Jazz à Toulon : énergie, héritage et métamorphoses d’une scène qui (se) joue des codes

17 juin 2025

cofstoulon.fr

Les racines du jazz sous le soleil toulonnais

Le jazz ne résonne pas qu’entre les berges du Mississippi ou dans l’effervescence de Montmartre. À Toulon, cette musique, qui a traversé océans et décennies, s’est tissée une place bien à elle. On la retrouve dans l’histoire du port, dans le souffle des vents marins, mais aussi dans les notes acidulées des clubs, et jusque dans le cœur du public. Pourtant, la présence du jazz à Toulon n’est pas toujours celle à laquelle on s’attend. Elle navigue entre fierté affichée, militance culturelle et nouveaux défis. Tour d’horizon.

◆ ◆ ◆ ◆

Énoncé A:
Selon l'extrait sur le jazz à Toulon, entre quoi navigue la présence de cette musique dans la ville ?
Énoncé B:
Poursuivez l'extrait sur le jazz à Toulon après sa dernière phrase.
Les lignes qui suivent n'ont aucun rapport avec l'extrait sur le jazz à Toulon.

Matériel fourni:

◆ ◆ ◆ ◆

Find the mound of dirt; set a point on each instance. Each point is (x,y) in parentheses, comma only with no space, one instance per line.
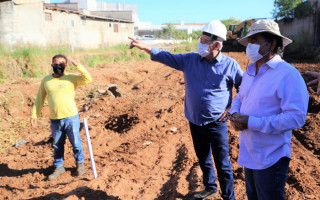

◆ ◆ ◆ ◆

Réponse A:
Elle navigue entre fierté affichée, militance culturelle et nouveaux défis.

Réponse B:
Une tradition enracinée : festivals, clubs et institutions clés

Difficile d’évoquer le jazz à Toulon sans faire mention, en lettres capitales, du Festival Jazz à Toulon. Incontournable rendez-vous estival, initié en 1990 sous l’impulsion de la ville (source : Ville de Toulon), il réunit chaque année plusieurs dizaines de milliers de passionnés place de la Liberté et dans divers quartiers de la métropole. Ce festival ne se contente pas d’inviter des pointures internationales (China Moses, Manu Dibango, Biréli Lagrène y ont notamment joué), il s’attache aussi depuis quelques années à soutenir les talents locaux, dans une programmation qui refuse la tiédeur et les carcans.

  • Le chiffre à retenir : plus de 30 000 spectateurs chaque été se pressent aux concerts du festival (source : France Bleu, données municipales).
  • Originalité : la plupart des concerts sont gratuits et itinérants, investissant aussi bien les places publiques que des lieux inattendus.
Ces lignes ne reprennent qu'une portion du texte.